Pull out every line in the entries below that contains the string "brick".

* **Extracted material**
☆ ☆ ☆ ☆ ☆ ☆ ☆
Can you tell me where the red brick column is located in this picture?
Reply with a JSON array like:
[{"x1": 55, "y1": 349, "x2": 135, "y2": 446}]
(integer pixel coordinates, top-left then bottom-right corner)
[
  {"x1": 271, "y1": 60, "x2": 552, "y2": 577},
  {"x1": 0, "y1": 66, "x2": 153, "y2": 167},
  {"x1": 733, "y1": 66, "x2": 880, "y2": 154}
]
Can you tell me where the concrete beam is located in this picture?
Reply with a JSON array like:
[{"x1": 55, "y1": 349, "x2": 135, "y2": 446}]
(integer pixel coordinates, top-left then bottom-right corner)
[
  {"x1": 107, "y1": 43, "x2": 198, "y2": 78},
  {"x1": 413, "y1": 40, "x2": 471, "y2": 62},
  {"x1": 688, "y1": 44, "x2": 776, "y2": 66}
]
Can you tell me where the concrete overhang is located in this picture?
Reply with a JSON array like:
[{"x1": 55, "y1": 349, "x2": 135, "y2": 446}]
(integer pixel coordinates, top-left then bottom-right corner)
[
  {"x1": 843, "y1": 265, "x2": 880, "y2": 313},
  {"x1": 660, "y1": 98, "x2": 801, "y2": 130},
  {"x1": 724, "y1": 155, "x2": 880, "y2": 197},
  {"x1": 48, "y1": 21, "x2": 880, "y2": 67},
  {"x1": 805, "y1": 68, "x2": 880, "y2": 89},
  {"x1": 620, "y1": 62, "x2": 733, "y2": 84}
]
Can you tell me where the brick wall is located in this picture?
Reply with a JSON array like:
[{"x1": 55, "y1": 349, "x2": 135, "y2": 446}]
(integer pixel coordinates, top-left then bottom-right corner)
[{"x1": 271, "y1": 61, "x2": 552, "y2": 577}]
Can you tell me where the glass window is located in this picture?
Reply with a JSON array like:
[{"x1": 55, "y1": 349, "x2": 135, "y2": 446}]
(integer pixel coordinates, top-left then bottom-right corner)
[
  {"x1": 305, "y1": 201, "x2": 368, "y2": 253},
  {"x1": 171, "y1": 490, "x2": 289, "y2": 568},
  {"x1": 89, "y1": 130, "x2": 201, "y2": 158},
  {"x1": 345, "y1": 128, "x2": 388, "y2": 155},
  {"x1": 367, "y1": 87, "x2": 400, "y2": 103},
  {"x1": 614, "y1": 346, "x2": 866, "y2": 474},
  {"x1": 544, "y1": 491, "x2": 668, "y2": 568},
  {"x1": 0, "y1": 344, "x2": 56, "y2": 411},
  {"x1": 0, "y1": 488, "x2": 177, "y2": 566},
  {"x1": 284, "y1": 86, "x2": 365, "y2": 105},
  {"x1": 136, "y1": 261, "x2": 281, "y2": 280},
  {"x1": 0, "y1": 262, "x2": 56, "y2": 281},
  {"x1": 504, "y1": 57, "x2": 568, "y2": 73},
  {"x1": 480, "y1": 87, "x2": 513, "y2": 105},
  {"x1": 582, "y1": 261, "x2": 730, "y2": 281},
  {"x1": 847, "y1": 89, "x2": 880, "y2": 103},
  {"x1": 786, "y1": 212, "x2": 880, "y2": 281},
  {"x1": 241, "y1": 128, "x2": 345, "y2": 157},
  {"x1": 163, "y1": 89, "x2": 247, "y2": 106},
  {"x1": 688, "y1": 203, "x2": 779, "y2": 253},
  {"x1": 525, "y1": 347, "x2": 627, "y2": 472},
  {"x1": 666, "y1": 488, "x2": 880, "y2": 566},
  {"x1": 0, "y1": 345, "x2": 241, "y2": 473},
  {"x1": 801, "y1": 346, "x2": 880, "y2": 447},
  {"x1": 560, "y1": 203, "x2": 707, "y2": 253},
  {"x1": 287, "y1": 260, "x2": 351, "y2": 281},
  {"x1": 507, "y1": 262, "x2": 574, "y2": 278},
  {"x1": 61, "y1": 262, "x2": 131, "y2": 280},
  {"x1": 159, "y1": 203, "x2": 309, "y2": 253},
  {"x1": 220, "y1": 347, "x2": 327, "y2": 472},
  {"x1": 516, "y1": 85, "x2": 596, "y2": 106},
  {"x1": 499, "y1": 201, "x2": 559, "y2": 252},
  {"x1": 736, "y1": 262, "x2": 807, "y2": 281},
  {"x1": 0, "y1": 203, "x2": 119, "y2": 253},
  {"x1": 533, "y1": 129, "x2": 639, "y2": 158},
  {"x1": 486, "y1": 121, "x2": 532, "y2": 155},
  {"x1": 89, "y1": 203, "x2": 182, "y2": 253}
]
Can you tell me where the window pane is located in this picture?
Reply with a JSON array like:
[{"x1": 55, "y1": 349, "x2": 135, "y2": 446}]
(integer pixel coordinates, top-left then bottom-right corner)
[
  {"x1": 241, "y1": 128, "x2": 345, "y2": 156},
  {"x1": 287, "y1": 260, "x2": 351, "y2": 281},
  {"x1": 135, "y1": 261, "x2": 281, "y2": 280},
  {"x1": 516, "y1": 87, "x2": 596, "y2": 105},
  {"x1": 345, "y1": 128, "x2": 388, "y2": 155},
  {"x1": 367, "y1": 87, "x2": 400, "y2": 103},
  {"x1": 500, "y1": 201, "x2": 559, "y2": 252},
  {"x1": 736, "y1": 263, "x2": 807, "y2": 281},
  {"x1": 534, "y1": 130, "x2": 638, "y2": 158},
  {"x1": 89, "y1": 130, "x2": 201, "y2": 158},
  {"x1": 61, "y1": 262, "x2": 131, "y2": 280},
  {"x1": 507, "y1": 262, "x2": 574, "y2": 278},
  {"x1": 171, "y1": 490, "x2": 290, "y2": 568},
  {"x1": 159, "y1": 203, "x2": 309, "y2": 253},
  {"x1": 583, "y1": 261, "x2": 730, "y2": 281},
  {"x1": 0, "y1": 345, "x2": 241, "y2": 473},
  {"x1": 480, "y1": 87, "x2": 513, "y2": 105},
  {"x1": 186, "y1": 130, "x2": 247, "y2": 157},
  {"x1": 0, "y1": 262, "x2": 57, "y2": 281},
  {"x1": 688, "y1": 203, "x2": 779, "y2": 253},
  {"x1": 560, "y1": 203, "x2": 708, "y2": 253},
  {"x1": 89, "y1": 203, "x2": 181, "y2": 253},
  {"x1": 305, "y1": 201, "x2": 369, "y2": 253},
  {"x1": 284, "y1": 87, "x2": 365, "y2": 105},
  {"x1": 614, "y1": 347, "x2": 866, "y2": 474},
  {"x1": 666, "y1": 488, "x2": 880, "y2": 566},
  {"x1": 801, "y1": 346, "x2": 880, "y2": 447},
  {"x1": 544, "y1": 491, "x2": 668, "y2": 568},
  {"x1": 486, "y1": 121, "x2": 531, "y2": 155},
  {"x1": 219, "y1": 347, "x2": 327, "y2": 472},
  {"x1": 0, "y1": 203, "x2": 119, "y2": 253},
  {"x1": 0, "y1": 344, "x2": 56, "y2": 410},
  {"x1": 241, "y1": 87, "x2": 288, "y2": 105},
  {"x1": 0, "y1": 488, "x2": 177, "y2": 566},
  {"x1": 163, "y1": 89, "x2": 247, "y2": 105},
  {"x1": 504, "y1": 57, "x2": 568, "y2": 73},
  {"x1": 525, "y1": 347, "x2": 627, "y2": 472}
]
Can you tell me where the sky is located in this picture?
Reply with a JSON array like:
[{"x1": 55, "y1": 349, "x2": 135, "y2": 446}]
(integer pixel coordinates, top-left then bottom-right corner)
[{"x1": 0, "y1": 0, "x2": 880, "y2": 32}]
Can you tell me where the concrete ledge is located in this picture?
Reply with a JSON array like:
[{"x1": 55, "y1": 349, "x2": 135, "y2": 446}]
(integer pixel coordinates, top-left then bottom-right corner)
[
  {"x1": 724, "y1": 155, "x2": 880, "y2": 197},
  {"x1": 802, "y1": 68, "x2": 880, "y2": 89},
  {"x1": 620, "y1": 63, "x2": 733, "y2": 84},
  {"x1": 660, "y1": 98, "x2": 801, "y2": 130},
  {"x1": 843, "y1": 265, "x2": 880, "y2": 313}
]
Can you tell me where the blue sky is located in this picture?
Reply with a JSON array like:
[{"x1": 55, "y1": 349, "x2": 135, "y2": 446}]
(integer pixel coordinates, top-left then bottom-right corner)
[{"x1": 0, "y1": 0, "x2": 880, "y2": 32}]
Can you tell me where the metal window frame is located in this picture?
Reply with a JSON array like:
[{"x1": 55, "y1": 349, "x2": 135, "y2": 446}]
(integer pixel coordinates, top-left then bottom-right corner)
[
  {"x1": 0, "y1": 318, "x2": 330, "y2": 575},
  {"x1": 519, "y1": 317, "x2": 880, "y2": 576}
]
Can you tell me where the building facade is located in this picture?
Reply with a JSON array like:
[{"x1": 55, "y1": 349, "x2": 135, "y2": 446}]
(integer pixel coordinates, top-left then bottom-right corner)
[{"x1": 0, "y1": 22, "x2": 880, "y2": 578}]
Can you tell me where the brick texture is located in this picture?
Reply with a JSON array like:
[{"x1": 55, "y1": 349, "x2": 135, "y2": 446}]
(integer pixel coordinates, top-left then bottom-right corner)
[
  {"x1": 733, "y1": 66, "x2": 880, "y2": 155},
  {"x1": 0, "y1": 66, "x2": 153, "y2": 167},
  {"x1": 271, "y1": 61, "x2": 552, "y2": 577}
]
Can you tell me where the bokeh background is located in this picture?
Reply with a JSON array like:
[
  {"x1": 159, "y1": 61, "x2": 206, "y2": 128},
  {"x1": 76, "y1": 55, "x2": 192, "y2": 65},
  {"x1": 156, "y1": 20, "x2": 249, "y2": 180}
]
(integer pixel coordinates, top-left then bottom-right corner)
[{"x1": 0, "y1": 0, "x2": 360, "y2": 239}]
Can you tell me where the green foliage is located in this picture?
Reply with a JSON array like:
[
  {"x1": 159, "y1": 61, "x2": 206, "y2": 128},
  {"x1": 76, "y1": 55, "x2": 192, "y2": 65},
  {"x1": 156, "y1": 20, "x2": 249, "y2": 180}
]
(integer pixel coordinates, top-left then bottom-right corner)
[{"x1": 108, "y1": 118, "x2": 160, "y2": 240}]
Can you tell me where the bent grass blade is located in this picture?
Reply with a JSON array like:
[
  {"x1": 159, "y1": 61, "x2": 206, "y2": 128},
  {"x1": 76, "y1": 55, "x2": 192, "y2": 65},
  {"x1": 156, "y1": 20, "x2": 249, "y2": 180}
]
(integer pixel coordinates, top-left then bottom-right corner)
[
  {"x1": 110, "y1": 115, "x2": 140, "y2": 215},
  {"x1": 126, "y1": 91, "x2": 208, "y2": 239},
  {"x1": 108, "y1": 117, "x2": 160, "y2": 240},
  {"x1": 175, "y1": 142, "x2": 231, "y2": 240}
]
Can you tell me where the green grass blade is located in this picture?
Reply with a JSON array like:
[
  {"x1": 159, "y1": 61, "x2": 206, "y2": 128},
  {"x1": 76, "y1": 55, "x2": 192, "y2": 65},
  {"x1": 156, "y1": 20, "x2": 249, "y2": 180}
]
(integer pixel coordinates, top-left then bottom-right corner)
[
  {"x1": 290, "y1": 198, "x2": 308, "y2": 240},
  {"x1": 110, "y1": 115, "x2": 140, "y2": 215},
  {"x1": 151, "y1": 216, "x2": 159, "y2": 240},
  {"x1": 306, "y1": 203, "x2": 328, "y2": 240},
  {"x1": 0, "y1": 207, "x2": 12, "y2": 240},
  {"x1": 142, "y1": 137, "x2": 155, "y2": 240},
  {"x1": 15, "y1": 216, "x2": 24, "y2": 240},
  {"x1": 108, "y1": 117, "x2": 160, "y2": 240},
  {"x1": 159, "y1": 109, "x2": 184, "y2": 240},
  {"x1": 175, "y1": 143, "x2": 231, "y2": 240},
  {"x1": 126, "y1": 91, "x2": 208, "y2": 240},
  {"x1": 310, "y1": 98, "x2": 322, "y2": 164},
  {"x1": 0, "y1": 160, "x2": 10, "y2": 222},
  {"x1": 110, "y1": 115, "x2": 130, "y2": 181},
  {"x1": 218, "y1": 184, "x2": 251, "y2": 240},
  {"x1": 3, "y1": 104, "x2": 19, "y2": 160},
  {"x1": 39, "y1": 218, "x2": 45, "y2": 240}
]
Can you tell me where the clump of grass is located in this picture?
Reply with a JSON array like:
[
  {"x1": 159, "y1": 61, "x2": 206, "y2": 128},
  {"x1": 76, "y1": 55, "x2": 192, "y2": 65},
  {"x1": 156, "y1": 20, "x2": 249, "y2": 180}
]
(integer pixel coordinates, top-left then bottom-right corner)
☆ ☆ ☆ ☆ ☆ ☆ ☆
* **Response**
Can you tell me where the red brick column is located in this picture?
Can you tell me where the brick wall is located in this picture?
Can you tell me where the brick texture is located in this picture?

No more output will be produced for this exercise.